Task item: Transcribe each record word for word. Skip the images.

(Collected data entries)
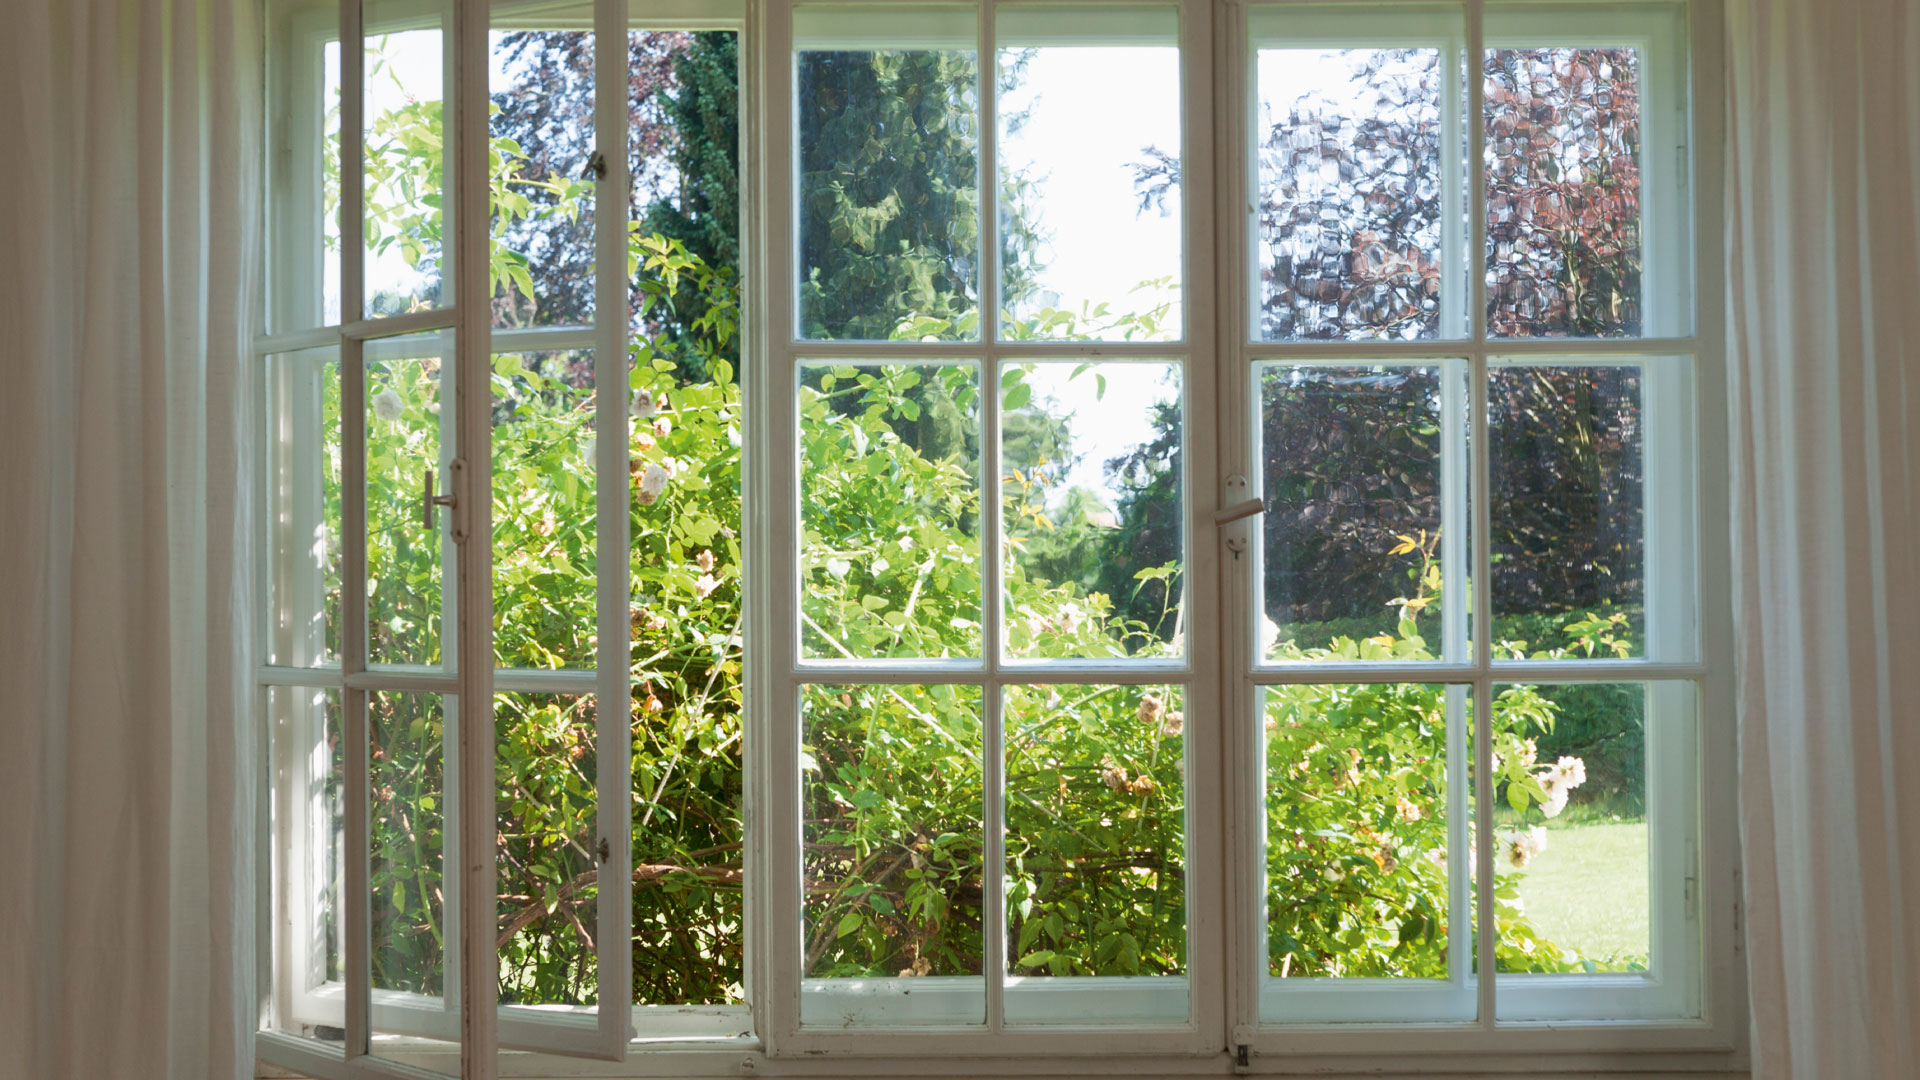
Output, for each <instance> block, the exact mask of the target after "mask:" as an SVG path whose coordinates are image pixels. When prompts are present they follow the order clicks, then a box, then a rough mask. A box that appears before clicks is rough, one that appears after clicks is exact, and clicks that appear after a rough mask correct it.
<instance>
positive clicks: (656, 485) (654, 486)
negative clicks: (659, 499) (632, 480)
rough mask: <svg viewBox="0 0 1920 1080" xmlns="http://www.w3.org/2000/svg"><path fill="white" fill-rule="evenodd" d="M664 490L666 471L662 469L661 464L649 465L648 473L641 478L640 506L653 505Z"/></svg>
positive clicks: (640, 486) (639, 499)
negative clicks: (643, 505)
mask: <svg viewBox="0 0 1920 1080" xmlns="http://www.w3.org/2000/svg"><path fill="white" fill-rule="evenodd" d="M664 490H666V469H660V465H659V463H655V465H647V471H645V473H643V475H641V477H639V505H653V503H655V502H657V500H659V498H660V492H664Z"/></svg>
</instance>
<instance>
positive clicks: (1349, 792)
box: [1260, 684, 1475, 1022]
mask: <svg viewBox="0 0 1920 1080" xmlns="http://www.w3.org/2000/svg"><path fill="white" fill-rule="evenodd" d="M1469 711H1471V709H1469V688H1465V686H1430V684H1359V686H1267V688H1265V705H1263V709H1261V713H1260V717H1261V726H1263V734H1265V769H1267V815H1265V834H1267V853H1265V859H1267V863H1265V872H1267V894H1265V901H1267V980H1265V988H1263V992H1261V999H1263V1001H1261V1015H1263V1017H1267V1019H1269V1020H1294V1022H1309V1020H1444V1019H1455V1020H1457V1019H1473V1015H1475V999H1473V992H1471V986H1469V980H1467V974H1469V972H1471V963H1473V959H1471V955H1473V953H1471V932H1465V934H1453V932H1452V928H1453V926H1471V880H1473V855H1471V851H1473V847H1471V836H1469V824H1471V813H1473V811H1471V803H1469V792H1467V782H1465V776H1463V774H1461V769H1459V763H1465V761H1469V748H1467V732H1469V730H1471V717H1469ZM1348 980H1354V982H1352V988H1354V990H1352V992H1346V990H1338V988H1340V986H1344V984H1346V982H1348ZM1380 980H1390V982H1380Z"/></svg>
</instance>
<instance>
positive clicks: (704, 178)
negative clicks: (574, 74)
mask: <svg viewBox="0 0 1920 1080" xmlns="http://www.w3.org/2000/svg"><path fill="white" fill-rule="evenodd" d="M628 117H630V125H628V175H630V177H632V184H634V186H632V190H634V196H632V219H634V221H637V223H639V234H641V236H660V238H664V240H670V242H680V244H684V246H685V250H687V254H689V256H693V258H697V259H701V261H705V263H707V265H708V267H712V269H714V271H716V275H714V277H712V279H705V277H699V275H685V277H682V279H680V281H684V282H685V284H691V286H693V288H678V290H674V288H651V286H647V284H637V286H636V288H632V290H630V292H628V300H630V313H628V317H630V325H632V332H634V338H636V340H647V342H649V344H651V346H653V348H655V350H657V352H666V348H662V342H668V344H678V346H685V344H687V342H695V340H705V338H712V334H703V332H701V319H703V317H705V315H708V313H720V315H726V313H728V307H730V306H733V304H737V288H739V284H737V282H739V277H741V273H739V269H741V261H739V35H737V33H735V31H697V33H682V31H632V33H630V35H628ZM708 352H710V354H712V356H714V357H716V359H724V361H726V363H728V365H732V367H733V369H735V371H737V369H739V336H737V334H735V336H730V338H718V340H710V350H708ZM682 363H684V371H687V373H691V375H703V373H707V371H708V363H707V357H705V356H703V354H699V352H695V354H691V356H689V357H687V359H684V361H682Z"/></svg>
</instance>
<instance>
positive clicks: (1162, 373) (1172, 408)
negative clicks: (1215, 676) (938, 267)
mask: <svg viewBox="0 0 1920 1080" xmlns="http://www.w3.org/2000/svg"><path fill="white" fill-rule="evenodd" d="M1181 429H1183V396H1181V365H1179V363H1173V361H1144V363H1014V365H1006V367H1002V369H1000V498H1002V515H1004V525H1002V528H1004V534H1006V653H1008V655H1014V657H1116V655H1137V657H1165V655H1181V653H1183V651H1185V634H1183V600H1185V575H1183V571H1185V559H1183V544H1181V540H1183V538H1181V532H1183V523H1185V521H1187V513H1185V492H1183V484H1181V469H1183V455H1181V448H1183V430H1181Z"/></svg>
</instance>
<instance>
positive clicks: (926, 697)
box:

Your response:
Output, for each <instance> block, the exact mask of the target after "mask:" as an SVG path whose coordinates are image pixels. When prompts are present they follow the order clicks, then a box, then a rough mask. A box that appears before clicks is rough, one that appears after clicks is exact, and clicks that appear after a rough mask correct it.
<instance>
positive clicks: (656, 485) (654, 486)
negative clicks: (659, 499) (632, 480)
rough mask: <svg viewBox="0 0 1920 1080" xmlns="http://www.w3.org/2000/svg"><path fill="white" fill-rule="evenodd" d="M664 490L666 471L662 469L661 464L649 465L648 473L641 478L640 506L653 505Z"/></svg>
positive clicks: (640, 486) (639, 499)
negative clicks: (643, 505)
mask: <svg viewBox="0 0 1920 1080" xmlns="http://www.w3.org/2000/svg"><path fill="white" fill-rule="evenodd" d="M664 490H666V469H660V465H659V463H655V465H647V471H645V473H643V475H641V477H639V505H653V503H655V502H657V500H659V498H660V492H664Z"/></svg>
</instance>
<instance>
positive clicks: (1349, 792)
box: [1260, 684, 1475, 1022]
mask: <svg viewBox="0 0 1920 1080" xmlns="http://www.w3.org/2000/svg"><path fill="white" fill-rule="evenodd" d="M1469 711H1471V709H1469V688H1465V686H1430V684H1359V686H1267V688H1265V705H1263V709H1261V713H1260V717H1261V726H1263V734H1265V769H1267V815H1265V834H1267V853H1265V859H1267V863H1265V872H1267V894H1265V901H1267V980H1265V988H1263V992H1261V999H1263V1001H1261V1015H1263V1017H1267V1019H1269V1020H1294V1022H1309V1020H1444V1019H1455V1020H1457V1019H1473V1015H1475V999H1473V992H1471V986H1469V980H1467V974H1469V972H1471V963H1473V959H1471V955H1473V953H1471V932H1465V934H1453V932H1452V928H1453V926H1471V880H1473V855H1471V851H1473V847H1471V836H1469V824H1471V813H1473V811H1471V803H1469V792H1467V782H1465V776H1463V774H1461V769H1459V763H1465V761H1469V748H1467V732H1469V730H1471V717H1469ZM1348 980H1354V982H1352V988H1354V990H1352V992H1346V990H1338V988H1340V986H1344V984H1346V982H1348ZM1380 980H1390V982H1380Z"/></svg>
</instance>
<instance>
positive clicks: (704, 178)
negative clicks: (574, 74)
mask: <svg viewBox="0 0 1920 1080" xmlns="http://www.w3.org/2000/svg"><path fill="white" fill-rule="evenodd" d="M628 117H630V125H628V175H630V177H632V184H634V186H632V190H634V196H632V219H634V221H637V223H639V234H641V236H660V238H664V240H670V242H680V244H684V246H685V250H687V254H689V256H693V258H697V259H701V261H705V263H707V265H708V267H712V269H714V271H716V275H714V277H712V279H705V277H699V275H685V277H682V279H680V281H684V282H685V284H691V286H693V288H678V290H674V288H651V286H647V284H637V286H636V288H632V290H630V292H628V300H630V313H628V317H630V325H632V332H634V338H636V340H647V342H649V344H651V346H653V348H655V350H657V352H666V348H662V342H668V344H678V346H685V344H687V342H695V340H705V338H712V334H703V332H701V319H703V317H705V315H708V313H720V315H726V313H728V307H730V306H733V304H737V288H739V284H737V282H739V277H741V273H739V269H741V261H739V35H737V33H735V31H697V33H682V31H632V33H630V35H628ZM708 352H710V354H712V356H714V357H716V359H724V361H726V363H728V365H732V367H733V369H735V371H737V369H739V336H737V334H735V336H730V338H718V340H710V350H708ZM682 363H684V371H687V373H691V375H703V373H707V371H708V363H707V357H705V356H703V354H699V352H695V354H691V356H689V357H687V359H684V361H682Z"/></svg>
</instance>
<instance>
positive clicks: (1162, 373) (1172, 408)
negative clicks: (1215, 676) (938, 267)
mask: <svg viewBox="0 0 1920 1080" xmlns="http://www.w3.org/2000/svg"><path fill="white" fill-rule="evenodd" d="M1181 429H1183V396H1181V365H1179V363H1173V361H1144V363H1014V365H1006V367H1002V369H1000V498H1002V515H1004V525H1002V528H1004V534H1006V653H1008V655H1014V657H1116V655H1137V657H1165V655H1181V653H1183V651H1185V634H1183V600H1185V575H1183V571H1185V559H1183V544H1181V540H1183V538H1181V532H1183V523H1185V521H1187V513H1185V492H1183V484H1181V469H1183V455H1181V448H1183V430H1181Z"/></svg>
</instance>
<instance>
positive clicks: (926, 697)
box:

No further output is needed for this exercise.